Set exercise: All the records that follow need to be reproduced exactly. Omit the images.

The records:
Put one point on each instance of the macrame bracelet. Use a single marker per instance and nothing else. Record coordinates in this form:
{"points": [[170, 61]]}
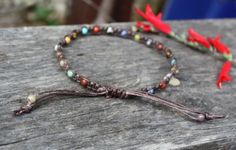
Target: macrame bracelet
{"points": [[110, 31], [96, 89]]}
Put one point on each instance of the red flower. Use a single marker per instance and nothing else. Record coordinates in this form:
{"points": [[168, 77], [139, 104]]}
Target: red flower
{"points": [[193, 36], [144, 26], [218, 45], [224, 74], [154, 20]]}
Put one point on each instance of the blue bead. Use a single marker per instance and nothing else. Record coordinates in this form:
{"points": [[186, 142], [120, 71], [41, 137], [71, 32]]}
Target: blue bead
{"points": [[84, 30], [149, 42], [124, 33]]}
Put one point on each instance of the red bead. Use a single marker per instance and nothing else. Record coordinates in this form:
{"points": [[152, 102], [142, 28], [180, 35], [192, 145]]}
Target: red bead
{"points": [[162, 85], [96, 29]]}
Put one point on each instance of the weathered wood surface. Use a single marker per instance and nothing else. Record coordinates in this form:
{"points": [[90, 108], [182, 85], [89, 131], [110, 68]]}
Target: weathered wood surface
{"points": [[27, 64]]}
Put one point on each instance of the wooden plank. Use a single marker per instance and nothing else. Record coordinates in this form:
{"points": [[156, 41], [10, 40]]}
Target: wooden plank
{"points": [[28, 65]]}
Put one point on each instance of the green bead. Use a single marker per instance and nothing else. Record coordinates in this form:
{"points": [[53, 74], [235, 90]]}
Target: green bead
{"points": [[137, 37], [70, 73]]}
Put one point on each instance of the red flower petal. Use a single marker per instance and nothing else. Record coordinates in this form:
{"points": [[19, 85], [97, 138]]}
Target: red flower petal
{"points": [[154, 20], [193, 36], [224, 74], [218, 45]]}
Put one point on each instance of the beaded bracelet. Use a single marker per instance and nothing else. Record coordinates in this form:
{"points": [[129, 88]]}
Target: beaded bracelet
{"points": [[96, 30], [96, 89]]}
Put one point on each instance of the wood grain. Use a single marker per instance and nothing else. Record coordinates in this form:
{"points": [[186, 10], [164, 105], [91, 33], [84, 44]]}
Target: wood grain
{"points": [[27, 64]]}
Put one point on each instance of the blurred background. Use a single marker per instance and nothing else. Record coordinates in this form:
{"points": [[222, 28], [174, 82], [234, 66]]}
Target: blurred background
{"points": [[57, 12]]}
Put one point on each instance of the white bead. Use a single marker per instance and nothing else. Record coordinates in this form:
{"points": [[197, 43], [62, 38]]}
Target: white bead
{"points": [[149, 42], [57, 47], [31, 98]]}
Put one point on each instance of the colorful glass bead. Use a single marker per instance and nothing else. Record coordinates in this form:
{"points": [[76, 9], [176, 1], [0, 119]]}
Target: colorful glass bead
{"points": [[57, 47], [110, 30], [67, 39], [84, 30], [74, 34], [159, 46], [96, 29], [174, 69], [31, 98], [162, 85], [168, 53], [173, 61], [124, 33], [70, 73], [84, 82], [174, 81], [149, 42], [151, 91], [59, 55]]}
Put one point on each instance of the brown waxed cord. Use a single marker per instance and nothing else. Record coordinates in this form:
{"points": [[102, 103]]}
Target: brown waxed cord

Answer:
Put one point on each instance of the macrame bracelet. Use a single marker per instance and nothing else. Record coordinates in this form:
{"points": [[170, 61]]}
Target: macrame bracelet
{"points": [[110, 31], [96, 89]]}
Put one point on each instance of the red flower. Use a single marker per instance and nothing else. Record coordinates in this form:
{"points": [[168, 77], [139, 104]]}
Target: red flower
{"points": [[193, 36], [144, 26], [218, 45], [224, 74], [154, 20]]}
Put one point on each instance of the blue bead. Use a single marker per instance and nothing else. Record coordinates in this form:
{"points": [[186, 142], [120, 71], [41, 137], [71, 32]]}
Target: blue bead
{"points": [[84, 30], [149, 42], [124, 33]]}
Put one point on each instance of the red bead. Use a single marker per instance and nothing else. Record coordinates in this form:
{"points": [[152, 102], [142, 28], [180, 35], [192, 145]]}
Target: red bead
{"points": [[162, 85], [96, 29]]}
Put one point on each instance of the weathered wood surface. Use a single marker per instance and nothing else. Record coordinates in this form:
{"points": [[90, 108], [182, 85], [89, 131], [110, 68]]}
Target: weathered wood surface
{"points": [[27, 64]]}
Put one point on each instance of the wooden plank. Use a single marker per instance and nothing else. Record coordinates in this form:
{"points": [[156, 41], [10, 40]]}
Target: wooden plank
{"points": [[28, 65]]}
Put one point on each instance of the green bead. Use a single marker per instance and nothing else. Record coordinates in this form:
{"points": [[53, 74], [235, 90]]}
Target: green bead
{"points": [[137, 37], [70, 73]]}
Put one point on each instance of the red flower petal. Use a single marker per instance and nothing else. Record coordinates in this form:
{"points": [[19, 85], [97, 138]]}
Target: red flower petal
{"points": [[154, 20], [193, 36], [224, 74], [218, 45]]}
Put one point on each instance of the beaded bracelet. Use a single marker per instance and nothing else. Record coordinates in this form:
{"points": [[129, 88]]}
Target: beaded bracelet
{"points": [[96, 30], [96, 89]]}
Put one point on each instance of the wood grain. Use a single marker per instance and nothing else. Record coordinates in this form:
{"points": [[186, 10], [164, 105], [91, 33], [84, 44]]}
Target: wood grain
{"points": [[27, 64]]}
Put one point on each instance of the blurred background. Use a single marker per instance and nothing else. Record coordinates in this form:
{"points": [[222, 28], [174, 82], [234, 66]]}
Target: blurred background
{"points": [[57, 12]]}
Put one point on each instance of the white bead. Use a single marker per instance and nothing else. Record coordinates in this form:
{"points": [[197, 43], [62, 38]]}
Target: white bead
{"points": [[149, 42], [57, 47], [31, 98]]}
Put one point on each instance of the colorful glass bead. Use a single marker per instance and nothing else. Record coordinates in this form:
{"points": [[76, 9], [176, 1], [0, 119]]}
Target: colorful glass bead
{"points": [[57, 47], [110, 30], [67, 39], [84, 30], [74, 34], [159, 46], [96, 29], [174, 69], [31, 98], [162, 85], [168, 53], [173, 61], [124, 33], [70, 73], [84, 82], [174, 81], [149, 42], [151, 91], [59, 55]]}
Put one point on each instance of the brown waxed cord. Use a single marker per instance and nothing else. Record coordinates in this form:
{"points": [[102, 103]]}
Target: brown waxed cord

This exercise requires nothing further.